------ Fonte ------

Numa estranha inversão, a genialidade da obra de Benjamin é obscurecida pela beleza dos textos, pela escrita fácil e elegante, que o faz um preferido de jovens estudantes das ciências Humanas. Acontece que além de conceituar a melancolia, Benjamin foi efetivamente um melancólico e seus bravos seguidores nas ciências Humanas, que nem sempre estão atentos às filigranas de seu pensamento, acabam incorporando apenas o arquétipo. Ser melancólico é ser benjaminiano, é estar por dentro. É ter credibilidade.
 
Penso na Universidade. Lembro-me de ter lido uma tese de doutorado da Letras, em que a autora caracterizava minuciosamente o trabalho de tradução, recheando sua análise com conceitos benjaminianos e terminando por concluir que todo tradutor é um melancólico – maior elogio impossível.
 
Penso nas esquerdas, que dominam a produção intelectual nas Humanas, pelo menos no Brasil (vai lá ler Gramsci e entenda porque). Nesse caso, o sentimento de perda, fundamento da melancolia, é real. A queda do modelo soviético levou junto uma alternativa à ordem capitalista, e a ideologia que lhe sustentava, queira ou não, ficou abalada. Nos últimos trinta anos, a palavra de ordem passou a ser: recolher os cacos, reconstruir a ideologia, olhar para o futuro, mas sempre sentindo o gosto amargo da perda.

 Penso no Poeta. Por que ele escreve ? Se dói, ele escreve para sedar a sua dor; se não dói, ele não estaria escrevendo, mas se divertindo por aí. Se perdeu, escreve para recuperar; se não houvesse perdido, estaria usufruindo e não escrevendo. Se está só, escreve para ter companhia; se já tem, vai aproveitá-la. Não haverá por trás de toda Lírica um sentimento negativo (e não seria Lírica a forma de ultrapassá-lo, produzindo, como efeito colateral, o Belo ?).

------ Linhas de dados ------

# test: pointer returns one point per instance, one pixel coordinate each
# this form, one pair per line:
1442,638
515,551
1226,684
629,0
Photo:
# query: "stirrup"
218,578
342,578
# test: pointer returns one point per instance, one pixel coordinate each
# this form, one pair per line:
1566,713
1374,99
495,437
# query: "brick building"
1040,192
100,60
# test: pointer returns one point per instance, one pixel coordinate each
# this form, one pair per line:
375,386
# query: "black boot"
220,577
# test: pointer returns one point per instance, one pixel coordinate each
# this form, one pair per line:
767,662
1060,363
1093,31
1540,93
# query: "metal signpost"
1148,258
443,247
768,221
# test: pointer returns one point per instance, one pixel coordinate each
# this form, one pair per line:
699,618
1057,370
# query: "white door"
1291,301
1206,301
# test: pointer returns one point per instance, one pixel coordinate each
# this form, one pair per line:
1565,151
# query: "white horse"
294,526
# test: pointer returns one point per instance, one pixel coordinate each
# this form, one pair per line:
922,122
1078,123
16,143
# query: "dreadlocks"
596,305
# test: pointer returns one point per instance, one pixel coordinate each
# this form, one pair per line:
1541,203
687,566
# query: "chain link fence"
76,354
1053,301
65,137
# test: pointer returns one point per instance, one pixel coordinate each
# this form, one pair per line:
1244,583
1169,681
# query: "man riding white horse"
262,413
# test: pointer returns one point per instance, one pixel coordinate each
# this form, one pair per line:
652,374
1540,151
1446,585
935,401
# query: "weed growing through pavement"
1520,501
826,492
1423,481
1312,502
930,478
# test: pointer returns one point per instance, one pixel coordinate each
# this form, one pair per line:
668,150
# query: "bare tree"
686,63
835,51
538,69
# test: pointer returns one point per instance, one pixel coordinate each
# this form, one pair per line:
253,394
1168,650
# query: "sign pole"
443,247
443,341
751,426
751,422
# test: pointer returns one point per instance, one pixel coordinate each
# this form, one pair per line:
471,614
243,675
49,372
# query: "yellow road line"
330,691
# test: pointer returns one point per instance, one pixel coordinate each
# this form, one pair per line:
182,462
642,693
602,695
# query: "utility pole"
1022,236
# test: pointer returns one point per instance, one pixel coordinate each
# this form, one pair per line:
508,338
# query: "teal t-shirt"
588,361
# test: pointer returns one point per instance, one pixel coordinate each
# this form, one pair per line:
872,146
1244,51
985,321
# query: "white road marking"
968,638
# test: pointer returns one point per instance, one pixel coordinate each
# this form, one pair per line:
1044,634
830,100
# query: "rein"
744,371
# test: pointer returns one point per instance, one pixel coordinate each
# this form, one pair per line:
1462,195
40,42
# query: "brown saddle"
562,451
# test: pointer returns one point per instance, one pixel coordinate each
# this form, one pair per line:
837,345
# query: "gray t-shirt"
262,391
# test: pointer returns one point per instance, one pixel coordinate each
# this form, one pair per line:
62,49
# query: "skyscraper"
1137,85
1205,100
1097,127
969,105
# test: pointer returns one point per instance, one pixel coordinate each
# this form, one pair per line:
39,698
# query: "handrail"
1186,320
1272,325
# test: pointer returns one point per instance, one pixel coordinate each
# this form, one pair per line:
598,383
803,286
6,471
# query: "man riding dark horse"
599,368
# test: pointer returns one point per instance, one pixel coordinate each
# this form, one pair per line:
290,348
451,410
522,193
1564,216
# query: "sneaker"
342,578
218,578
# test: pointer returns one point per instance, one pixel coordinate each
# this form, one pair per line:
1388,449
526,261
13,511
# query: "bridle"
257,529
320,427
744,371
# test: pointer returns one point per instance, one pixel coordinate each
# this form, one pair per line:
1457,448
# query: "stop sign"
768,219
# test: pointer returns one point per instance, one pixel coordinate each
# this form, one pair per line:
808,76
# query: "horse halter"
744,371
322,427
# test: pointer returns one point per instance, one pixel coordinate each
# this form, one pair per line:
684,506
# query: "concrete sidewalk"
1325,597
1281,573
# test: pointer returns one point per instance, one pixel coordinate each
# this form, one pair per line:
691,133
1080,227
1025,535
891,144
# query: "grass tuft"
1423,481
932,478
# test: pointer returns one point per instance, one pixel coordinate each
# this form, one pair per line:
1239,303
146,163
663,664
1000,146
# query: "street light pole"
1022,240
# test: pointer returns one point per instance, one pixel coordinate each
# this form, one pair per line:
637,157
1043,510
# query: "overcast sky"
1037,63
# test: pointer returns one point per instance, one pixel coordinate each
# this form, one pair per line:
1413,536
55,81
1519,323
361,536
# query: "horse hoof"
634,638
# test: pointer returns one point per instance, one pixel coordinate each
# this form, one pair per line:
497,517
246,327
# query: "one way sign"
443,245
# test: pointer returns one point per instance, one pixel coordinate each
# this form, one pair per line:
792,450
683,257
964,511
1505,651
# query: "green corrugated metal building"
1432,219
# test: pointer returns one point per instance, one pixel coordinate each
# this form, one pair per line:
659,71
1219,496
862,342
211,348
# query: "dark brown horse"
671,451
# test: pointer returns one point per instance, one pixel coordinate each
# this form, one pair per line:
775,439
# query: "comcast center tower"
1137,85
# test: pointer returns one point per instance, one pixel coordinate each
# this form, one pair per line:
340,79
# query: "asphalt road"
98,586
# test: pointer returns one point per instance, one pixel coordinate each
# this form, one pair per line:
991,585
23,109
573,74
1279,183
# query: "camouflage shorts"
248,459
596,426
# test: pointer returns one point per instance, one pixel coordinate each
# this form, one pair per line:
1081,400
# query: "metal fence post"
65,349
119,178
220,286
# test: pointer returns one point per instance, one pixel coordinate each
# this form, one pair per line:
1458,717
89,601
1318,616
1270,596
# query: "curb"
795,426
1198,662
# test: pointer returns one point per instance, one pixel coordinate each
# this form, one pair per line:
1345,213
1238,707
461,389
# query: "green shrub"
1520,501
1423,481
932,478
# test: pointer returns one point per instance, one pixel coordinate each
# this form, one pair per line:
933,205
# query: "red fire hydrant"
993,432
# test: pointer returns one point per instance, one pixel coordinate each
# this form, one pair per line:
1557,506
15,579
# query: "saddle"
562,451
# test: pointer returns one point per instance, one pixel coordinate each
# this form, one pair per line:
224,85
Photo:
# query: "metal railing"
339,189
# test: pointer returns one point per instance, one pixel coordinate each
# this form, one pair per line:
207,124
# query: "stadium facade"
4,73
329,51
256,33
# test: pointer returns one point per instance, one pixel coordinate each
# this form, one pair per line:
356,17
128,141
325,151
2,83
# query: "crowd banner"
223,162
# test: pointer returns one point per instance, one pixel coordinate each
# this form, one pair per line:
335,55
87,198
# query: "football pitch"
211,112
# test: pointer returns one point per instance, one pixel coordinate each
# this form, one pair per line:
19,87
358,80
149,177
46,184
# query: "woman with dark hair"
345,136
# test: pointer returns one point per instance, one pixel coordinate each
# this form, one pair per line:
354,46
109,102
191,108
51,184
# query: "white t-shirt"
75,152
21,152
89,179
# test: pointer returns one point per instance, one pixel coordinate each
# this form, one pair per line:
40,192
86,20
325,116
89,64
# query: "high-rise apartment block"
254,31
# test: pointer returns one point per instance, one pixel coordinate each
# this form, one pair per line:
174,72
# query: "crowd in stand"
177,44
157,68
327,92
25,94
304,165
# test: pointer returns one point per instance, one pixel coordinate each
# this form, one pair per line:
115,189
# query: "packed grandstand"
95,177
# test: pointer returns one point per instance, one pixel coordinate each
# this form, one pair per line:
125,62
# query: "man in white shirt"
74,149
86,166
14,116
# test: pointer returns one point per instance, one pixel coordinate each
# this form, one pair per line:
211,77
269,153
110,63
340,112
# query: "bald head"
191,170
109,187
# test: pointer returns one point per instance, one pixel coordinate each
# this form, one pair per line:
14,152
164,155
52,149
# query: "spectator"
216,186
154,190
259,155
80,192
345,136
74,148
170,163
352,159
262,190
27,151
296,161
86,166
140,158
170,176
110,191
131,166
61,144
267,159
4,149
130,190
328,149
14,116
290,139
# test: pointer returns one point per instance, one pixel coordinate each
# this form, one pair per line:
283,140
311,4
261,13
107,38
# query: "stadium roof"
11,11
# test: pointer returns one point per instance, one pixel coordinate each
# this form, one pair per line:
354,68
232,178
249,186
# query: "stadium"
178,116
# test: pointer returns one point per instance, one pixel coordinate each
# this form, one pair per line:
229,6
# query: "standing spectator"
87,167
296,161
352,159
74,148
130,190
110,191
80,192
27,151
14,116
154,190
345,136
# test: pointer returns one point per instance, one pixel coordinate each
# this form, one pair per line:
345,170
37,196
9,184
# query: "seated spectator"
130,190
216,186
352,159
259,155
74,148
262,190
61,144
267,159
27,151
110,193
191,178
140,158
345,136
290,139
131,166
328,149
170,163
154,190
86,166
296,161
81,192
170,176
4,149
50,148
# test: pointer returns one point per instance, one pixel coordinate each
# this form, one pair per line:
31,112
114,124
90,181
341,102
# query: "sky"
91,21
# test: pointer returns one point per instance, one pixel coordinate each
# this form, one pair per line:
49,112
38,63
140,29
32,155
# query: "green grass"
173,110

------
------ Linhas de dados ------

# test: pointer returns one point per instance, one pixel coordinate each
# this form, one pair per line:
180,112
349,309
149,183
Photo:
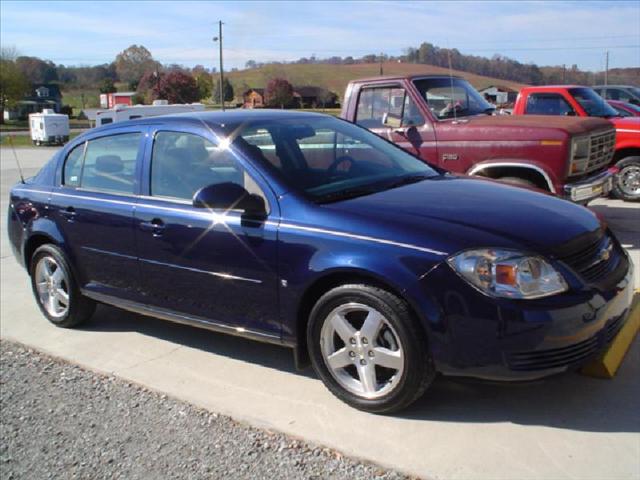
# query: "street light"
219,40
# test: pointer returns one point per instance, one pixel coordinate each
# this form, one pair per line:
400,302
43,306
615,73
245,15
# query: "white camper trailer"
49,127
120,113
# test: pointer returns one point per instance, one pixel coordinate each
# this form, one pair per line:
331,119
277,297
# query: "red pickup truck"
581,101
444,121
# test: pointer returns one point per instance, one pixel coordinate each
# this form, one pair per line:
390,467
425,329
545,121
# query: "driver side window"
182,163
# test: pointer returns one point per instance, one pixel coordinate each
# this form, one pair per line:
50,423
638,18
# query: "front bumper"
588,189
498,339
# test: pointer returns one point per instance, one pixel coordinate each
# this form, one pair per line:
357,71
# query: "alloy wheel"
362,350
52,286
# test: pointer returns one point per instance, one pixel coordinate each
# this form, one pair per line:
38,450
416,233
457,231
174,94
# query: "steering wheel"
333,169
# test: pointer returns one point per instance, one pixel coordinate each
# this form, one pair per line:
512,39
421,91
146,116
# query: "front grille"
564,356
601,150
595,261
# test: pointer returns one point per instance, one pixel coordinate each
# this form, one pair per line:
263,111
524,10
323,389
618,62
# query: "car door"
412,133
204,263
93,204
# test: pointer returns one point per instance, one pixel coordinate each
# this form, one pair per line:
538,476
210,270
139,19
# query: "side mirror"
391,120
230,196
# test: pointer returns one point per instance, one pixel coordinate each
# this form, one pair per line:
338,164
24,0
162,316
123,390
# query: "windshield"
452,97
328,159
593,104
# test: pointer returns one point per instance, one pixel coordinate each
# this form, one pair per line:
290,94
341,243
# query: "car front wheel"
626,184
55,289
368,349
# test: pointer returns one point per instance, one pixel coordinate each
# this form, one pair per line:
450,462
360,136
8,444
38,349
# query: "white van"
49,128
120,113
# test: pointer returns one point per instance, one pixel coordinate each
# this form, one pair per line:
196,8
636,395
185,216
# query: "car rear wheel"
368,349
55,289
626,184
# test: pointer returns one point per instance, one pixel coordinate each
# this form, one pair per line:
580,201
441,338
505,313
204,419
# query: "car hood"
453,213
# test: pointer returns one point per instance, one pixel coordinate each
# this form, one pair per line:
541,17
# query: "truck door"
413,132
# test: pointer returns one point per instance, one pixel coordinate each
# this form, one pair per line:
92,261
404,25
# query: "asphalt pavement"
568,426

------

→ O que fazer
1/ Transcreva um trecho do texto sobre a melancolia: comece pelas palavras "Penso no Poeta." e pare depois de "colateral, o Belo ?).".
2/ Responda com base no texto sobre a melancolia:
(a) Que trabalho a tese de doutorado da Letras caracterizava minuciosamente?
(b) O que a queda do modelo soviético levou junto?
(c) Se o Poeta está só, para que ele escreve?

→ Respostas em ordem
1/
Penso no Poeta. Por que ele escreve ? Se dói, ele escreve para sedar a sua dor; se não dói, ele não estaria escrevendo, mas se divertindo por aí. Se perdeu, escreve para recuperar; se não houvesse perdido, estaria usufruindo e não escrevendo. Se está só, escreve para ter companhia; se já tem, vai aproveitá-la. Não haverá por trás de toda Lírica um sentimento negativo (e não seria Lírica a forma de ultrapassá-lo, produzindo, como efeito colateral, o Belo ?).

2/
(a) O trabalho de tradução.
(b) Uma alternativa à ordem capitalista.
(c) Para ter companhia.